Source text:
(begin)
As a result, the project ‘The Human Memorial’ is part performance, part public engagement, part protest, prompted by the proposition of a mobile plinth and when, where it goes, and who it encounters. The film ‘The Empty Plinth‘ follows this process with a group of performers who respond through re-enactment, recreation, and play, and create alternative propositions for monuments and memorials, in sites linked to colonial street naming, across Sheffield. The 20/20 Project Artist Commission continues this work in the permanent collections at Sheffield Museums Trusts, pairing selected objects with performers, and sites, considering the scale and proximity of bodies of colour, in the public and private spaces of the city’s cultural heritage institutions.

Partner Reflection
Sheffield Museums
Sian Brown, Head of Collections
2024
The 20/20 project was timely, relevant and helpful to Sheffield Museums. It enabled us to have forward-thinking conversations across the team and to engage in a meaningful way with the artist Yuen Fong Ling. Yuen’s talent, commitment and generosity have had a profound influence on the success of the project and will have a much longer-term impact on both the collection and our organisational thinking and culture.
(end)
Exercise task A: Decide whether each statement agrees with the passage on The Human Memorial, answering yes or no and quoting the deciding words: (i) The film 'The Empty Plinth' is set in sites linked to colonial street naming across Sheffield. (ii) The 20/20 Project Artist Commission takes place outside the permanent collections at Sheffield Museums Trusts. (iii) Sian Brown is Head of Collections at Sheffield Museums.
Exercise task B: According to the passage on The Human Memorial, which artist did the 20/20 project allow Sheffield Museums to engage with?
Exercise task C: Resume the passage on The Human Memorial after its final sentence.

(Coordinate annotation entries)
(begin)
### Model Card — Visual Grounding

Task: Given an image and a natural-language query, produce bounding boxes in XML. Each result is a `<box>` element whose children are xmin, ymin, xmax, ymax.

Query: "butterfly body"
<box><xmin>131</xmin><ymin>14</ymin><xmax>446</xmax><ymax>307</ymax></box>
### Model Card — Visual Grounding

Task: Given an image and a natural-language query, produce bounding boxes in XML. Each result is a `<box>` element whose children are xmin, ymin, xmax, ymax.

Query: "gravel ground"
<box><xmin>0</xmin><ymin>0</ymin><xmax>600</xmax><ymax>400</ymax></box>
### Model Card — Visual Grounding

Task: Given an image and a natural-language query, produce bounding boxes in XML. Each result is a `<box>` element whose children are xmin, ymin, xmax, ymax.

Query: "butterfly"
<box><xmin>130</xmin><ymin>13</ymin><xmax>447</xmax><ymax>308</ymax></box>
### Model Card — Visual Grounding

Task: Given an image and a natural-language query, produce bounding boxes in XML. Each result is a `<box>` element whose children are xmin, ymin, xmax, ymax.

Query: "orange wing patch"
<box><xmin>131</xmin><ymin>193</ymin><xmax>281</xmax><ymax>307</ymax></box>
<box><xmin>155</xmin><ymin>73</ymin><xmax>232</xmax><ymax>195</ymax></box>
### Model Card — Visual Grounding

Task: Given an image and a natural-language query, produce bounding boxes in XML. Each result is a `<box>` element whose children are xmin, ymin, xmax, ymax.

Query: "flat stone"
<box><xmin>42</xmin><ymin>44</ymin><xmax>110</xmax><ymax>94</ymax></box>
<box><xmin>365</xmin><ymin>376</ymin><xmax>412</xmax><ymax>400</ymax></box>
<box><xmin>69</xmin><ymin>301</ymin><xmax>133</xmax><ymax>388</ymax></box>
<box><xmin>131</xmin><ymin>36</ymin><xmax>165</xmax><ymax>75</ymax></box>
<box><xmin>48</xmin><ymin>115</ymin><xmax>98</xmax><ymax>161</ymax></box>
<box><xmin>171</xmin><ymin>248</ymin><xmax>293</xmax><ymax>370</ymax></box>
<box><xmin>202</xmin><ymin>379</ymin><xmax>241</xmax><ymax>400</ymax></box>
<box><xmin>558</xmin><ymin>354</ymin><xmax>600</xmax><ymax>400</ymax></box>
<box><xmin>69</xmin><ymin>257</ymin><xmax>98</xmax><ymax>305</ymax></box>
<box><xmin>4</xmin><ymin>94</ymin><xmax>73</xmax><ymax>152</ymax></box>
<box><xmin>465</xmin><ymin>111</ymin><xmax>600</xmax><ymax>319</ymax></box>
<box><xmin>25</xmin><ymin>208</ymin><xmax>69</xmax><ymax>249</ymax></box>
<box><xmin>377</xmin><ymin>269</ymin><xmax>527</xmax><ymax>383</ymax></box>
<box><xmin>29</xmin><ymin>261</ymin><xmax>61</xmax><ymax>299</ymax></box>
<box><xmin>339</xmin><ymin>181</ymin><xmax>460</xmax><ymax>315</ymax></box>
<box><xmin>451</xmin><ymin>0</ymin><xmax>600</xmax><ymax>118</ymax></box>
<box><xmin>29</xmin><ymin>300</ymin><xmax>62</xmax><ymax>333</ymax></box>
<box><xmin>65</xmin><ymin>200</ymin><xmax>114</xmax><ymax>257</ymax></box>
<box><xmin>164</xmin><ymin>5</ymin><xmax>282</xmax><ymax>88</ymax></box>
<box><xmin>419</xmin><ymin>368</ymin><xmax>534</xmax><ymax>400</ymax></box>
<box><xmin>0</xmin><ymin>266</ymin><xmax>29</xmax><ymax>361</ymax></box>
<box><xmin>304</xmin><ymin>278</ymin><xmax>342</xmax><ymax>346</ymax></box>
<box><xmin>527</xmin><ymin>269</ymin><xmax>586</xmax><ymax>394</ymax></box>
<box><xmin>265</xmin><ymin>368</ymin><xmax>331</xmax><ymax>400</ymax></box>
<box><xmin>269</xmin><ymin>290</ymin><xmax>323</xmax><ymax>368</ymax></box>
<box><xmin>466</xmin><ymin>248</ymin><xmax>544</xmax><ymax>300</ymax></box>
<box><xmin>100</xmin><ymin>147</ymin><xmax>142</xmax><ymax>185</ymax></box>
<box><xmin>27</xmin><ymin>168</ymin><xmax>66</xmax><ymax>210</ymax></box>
(end)
Written reply A:
(i) Yes: "in sites linked to colonial street naming, across Sheffield."
(ii) No: "continues this work in the permanent collections at Sheffield Museums Trusts"
(iii) Yes: "Sian Brown, Head of Collections"

Written reply B: Yuen Fong Ling.

Written reply C:
The 20/20 project offered a unique opportunity for us to work closely with an artist to explore Sheffield’s collections in a new way, to challenge preconceptions and make changes to our working practices. Yuen made a compelling case for wanting to engage with the city’s collections, and his passion and insight made him the perfect choice. Armed with knowledge of the city and desire to explore the collections in depth, we were keen to facilitate this process with Yuen, being led by his interests and helping us to look afresh.
Yuen started with a series of conversations with each of the collections curators, encompassing Archaeology, Natural Science, Industry & Metalwork, Social History, Visual Art and the Ruskin Collection. Through this organic process, he and the team explored the history of individual objects interrogating their ‘complicated inheritance’ and asking questions about their journey and the roles associated: maker, user, owner, collector, looter, donor. Uncomfortable histories were revealed during these dialogues, exposing the unequal power dynamics which underpinned the formation of both Sheffield collections and the city’s museums. Yuen encouraged us to explore the complexities of caring for a collection with origins that are contentious at best and, in some cases, imbued with the legacy of colonial violence.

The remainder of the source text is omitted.